Por: Redacción
¿Importan los escritores? ¿O tienen que morir para que importen? Tal vez aquí se esconda una pregunta sobre los mecanismos consagratorios a los que responde la literatura pero veo con mayor claridad una preocupación: leer toma tiempo, recurso natural escaso y precioso. Pero igual nos permitimos hacer una pausa para salir a la calle y caminar hasta la librería. En la mesa de novedades, ¿qué encontramos? Es una nueva novela de Roberto Bolaño, quien con quince años de muerto sigue publicando inéditos. La primera línea de la contratapa nos informa que se trata de un “escritor incansable”, pero es que no lo dejan descansar. ¿Qué es esto? ¿Cultura carroñera? ¿Lecturas fúnebres? ¿Es eso lo que alimenta la pira del presente? La pregunta se hace a la sombra de dos muertes que sucedieron esta semana, la de Nicanor Parra y la de Ursula K. Leguin. Me encantaría dedicar este espacio para hablar, con autoridad, sobre la importancia de sus obras, pero además de que ya se escribieron todos esos textos, ni tengo la autoridad ni es la cuestión. Hay que aclararlo porque ésa parece ser, siempre, la cuestión: cada que muere un escritor una vocecita desesperada –la de los lectores, especie en extinción– sale no sólo para recordarnos que los escritores importan sino también para cometer algunos crímenes (como compartir la fotito in fraganti con el recién finado).
El tiempo vuela, amiguitos, uno deja la universidad y pronto descubre que ya no puede leer un libro diario y que, fuera del aula, sólo se discutirán a ciertos autores en 1) sus aniversarios; 2) la rara ocasión de que sean parte de un escándalo; 3) el momento de su muerte. Hay una razón para esto, claro, y es que tenemos muchas otras cosas que discutir y todas han desplazado a la palabra escrita de su antiguo centro (por cierto, ¿cómo van sus quinielas para los Oscar?). Alguna vez leí, tal vez porque el libro era una novedad o porque se cumplían cinco años de haberse publicado, que estamos en una época postalfabética. Ya es una obviedad decirlo (y seguro hay un meme para ilustrarlo) pero cada vez que una oleada de artículos aparece para “despedir” al autor que ha muerto, me temo que también se despiden del momento en que valía la pena discutirlos al margen de la coyuntura fúnebre.

..........

**OBJETIVO:**
Vuelve a escribir sin cambios el pasaje del texto sobre la muerte de los escritores que empieza en "El tiempo vuela, amiguitos, uno" y termina en "la coyuntura fúnebre.".

**DATOS REGISTRADOS:**
..........

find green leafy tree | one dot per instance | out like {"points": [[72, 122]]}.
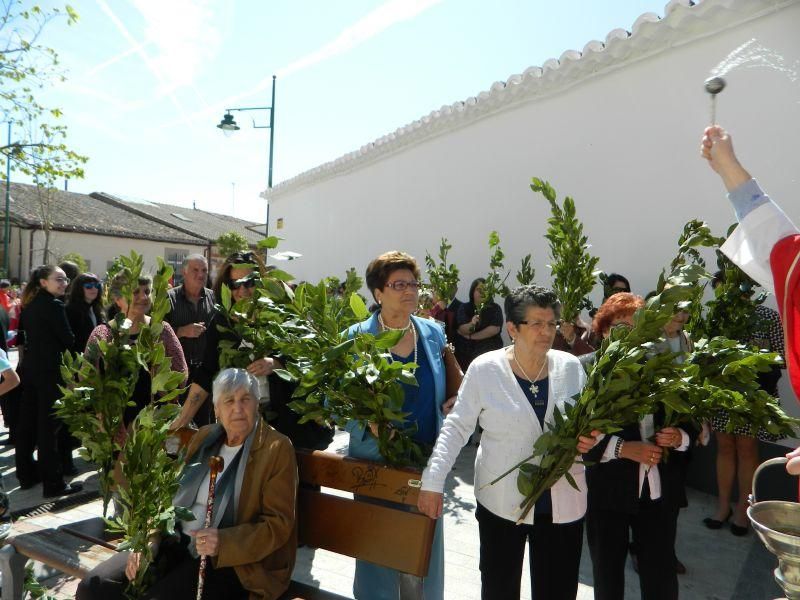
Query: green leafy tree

..........

**RESPUESTA RESUELTA:**
El tiempo vuela, amiguitos, uno deja la universidad y pronto descubre que ya no puede leer un libro diario y que, fuera del aula, sólo se discutirán a ciertos autores en 1) sus aniversarios; 2) la rara ocasión de que sean parte de un escándalo; 3) el momento de su muerte. Hay una razón para esto, claro, y es que tenemos muchas otras cosas que discutir y todas han desplazado a la palabra escrita de su antiguo centro (por cierto, ¿cómo van sus quinielas para los Oscar?). Alguna vez leí, tal vez porque el libro era una novedad o porque se cumplían cinco años de haberse publicado, que estamos en una época postalfabética. Ya es una obviedad decirlo (y seguro hay un meme para ilustrarlo) pero cada vez que una oleada de artículos aparece para “despedir” al autor que ha muerto, me temo que también se despiden del momento en que valía la pena discutirlos al margen de la coyuntura fúnebre.